Information supplied
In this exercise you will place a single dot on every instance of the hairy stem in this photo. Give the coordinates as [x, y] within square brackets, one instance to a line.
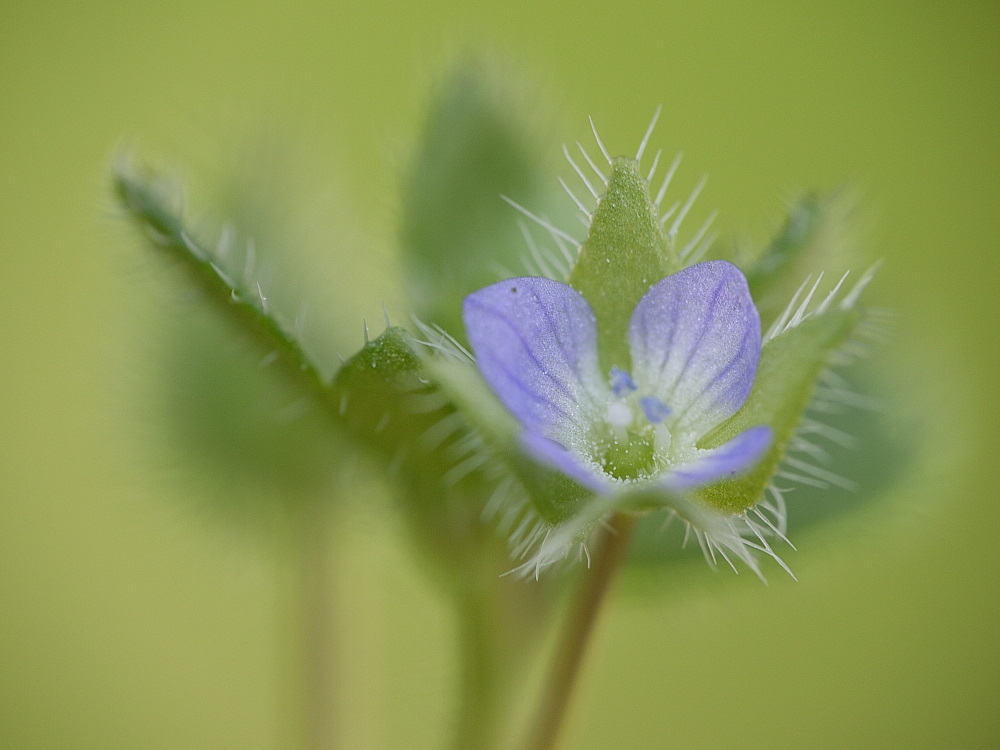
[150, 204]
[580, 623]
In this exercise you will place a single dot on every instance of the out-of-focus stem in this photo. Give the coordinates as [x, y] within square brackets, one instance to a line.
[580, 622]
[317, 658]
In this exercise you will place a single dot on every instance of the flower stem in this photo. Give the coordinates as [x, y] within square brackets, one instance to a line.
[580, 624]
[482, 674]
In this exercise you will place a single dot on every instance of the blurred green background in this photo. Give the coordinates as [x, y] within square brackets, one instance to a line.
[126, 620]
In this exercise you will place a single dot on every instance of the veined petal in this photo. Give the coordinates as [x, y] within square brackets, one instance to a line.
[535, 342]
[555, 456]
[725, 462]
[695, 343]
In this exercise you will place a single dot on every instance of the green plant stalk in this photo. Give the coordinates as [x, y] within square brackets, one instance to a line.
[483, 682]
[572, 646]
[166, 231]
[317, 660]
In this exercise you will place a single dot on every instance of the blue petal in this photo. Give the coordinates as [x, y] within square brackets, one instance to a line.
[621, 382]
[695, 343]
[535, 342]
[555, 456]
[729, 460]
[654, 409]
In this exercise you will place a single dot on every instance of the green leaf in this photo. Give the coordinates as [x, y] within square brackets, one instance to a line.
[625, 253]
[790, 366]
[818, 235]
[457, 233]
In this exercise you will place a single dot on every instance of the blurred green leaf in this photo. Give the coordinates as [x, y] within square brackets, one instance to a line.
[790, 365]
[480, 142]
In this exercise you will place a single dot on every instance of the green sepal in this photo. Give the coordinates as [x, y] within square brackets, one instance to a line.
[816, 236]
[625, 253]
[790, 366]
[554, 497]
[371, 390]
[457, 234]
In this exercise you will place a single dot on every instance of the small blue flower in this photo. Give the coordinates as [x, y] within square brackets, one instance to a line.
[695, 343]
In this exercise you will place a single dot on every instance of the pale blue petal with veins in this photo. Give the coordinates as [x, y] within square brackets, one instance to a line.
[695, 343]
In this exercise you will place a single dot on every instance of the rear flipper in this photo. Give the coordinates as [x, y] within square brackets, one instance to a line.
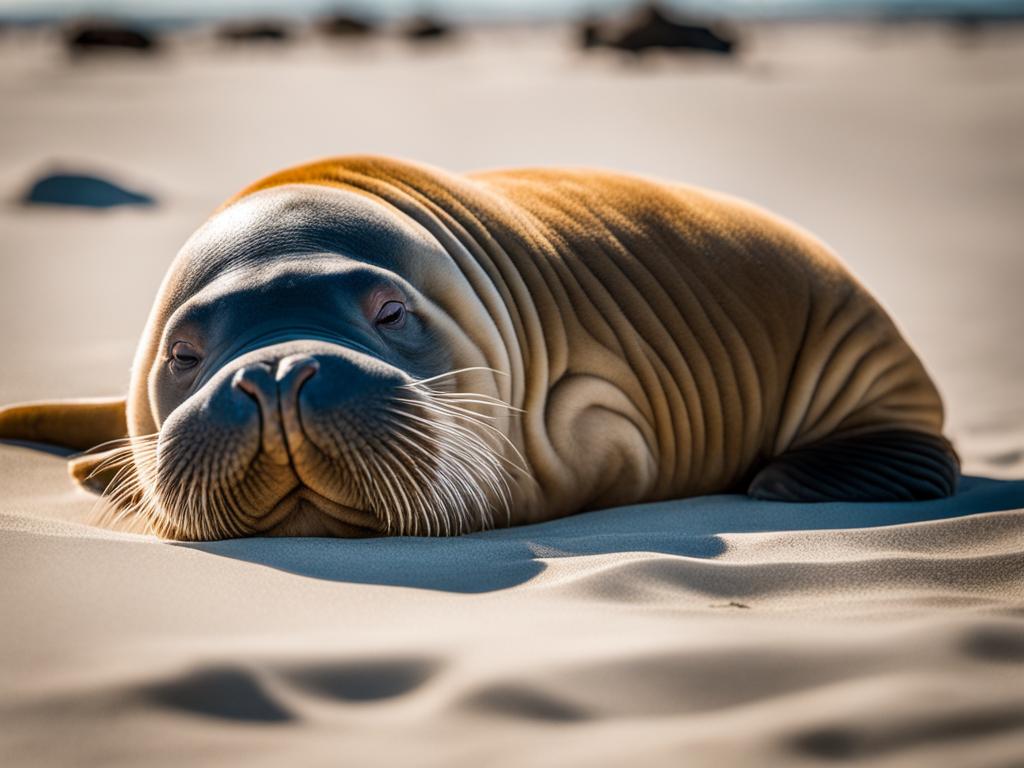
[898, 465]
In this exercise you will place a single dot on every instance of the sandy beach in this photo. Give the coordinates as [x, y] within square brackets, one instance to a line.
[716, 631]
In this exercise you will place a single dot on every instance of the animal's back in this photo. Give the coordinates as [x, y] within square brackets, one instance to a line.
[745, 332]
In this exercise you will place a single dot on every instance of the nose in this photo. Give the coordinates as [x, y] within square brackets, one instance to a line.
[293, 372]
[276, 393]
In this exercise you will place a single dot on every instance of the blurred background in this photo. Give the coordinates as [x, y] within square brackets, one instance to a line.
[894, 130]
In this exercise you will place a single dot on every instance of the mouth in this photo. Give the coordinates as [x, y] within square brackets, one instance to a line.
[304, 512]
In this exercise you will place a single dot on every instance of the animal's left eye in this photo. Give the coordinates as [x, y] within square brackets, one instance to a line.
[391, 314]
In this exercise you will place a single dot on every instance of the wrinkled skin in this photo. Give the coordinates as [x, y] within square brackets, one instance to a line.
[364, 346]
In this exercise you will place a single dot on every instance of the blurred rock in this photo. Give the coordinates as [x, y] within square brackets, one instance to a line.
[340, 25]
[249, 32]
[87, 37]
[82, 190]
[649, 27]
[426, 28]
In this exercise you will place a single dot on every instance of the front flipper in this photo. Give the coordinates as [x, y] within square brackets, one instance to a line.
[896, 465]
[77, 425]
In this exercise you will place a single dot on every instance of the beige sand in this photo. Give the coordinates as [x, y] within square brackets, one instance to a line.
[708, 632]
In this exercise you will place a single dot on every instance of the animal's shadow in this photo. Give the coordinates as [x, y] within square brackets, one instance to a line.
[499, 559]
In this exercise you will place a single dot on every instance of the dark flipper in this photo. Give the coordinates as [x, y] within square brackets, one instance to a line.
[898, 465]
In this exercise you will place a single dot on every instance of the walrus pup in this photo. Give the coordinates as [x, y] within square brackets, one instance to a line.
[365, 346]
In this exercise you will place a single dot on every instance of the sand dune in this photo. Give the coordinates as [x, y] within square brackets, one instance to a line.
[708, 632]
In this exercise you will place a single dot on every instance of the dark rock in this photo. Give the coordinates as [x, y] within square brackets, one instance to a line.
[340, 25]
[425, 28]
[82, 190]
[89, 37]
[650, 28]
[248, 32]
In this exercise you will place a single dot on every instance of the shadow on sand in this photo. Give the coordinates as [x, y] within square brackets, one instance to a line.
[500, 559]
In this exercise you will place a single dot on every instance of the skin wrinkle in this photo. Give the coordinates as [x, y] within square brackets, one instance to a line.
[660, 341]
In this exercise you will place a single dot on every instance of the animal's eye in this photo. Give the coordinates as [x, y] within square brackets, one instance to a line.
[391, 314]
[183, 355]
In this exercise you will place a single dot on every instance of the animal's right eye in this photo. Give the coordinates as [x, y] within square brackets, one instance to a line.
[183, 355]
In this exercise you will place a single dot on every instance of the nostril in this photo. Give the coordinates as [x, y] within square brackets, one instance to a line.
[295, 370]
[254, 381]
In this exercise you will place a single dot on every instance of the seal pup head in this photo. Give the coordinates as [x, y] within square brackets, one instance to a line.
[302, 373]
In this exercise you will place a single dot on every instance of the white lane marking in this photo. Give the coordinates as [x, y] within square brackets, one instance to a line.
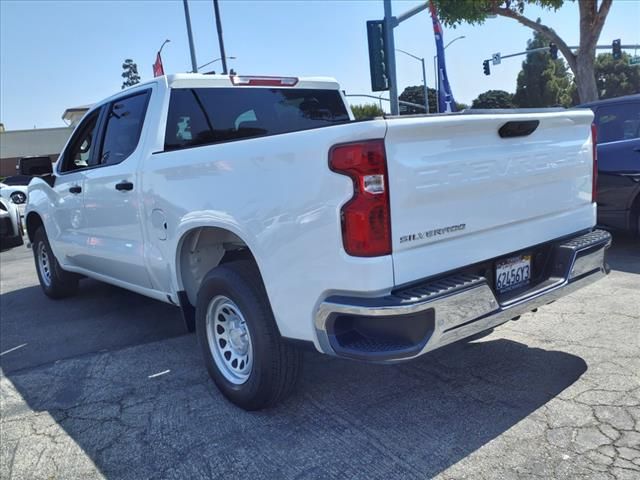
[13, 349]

What is asked
In the entries from the line holding "the dark rock" through the end of the entries, inclusive, change "single dot" to "single mark" and give those lines again with nothing else altered. Leave the pictures out.

Written response
In this exercise you will place a single mark on every instance of the dark rock in this photo. Give the coordinates as [x, y] within square brackets, one instance to a line.
[340, 25]
[425, 28]
[82, 190]
[89, 37]
[650, 28]
[248, 32]
In this exercise you will place a single mark on every instance of the shadow on sand in this photo. Give the coordinates as [x, y] within square brackets, one instance to a line.
[500, 559]
In this exercise you will place a single mark on every instance of the skin wrinkle in this photo. Give the coordinates as [x, y] within square brackets, one instance to a line.
[660, 341]
In this exercise you will place a single mark on every instance of the animal's eye in this photo. Give the coordinates as [x, y] within square brackets, one instance to a line.
[391, 314]
[183, 355]
In this exercise you will place a single mark on every instance of the animal's right eye in this photo. Give the coordinates as [x, y] within square brackets, one instance to a line.
[183, 355]
In this exercise you will place a single mark on every instance of the nostril in this photo. Give the coordinates as [x, y] within square brackets, one instance to a line.
[295, 370]
[254, 381]
In this exercise you will place a single mark on every instance of the seal pup head in this photo. Give the coordinates as [x, y] within square brackets, one instance to a line.
[302, 373]
In this exercise you will place a single mark on every instance of the white lane marking in this photo. Give the coordinates as [x, y] within square brackets, one instance to a line.
[13, 349]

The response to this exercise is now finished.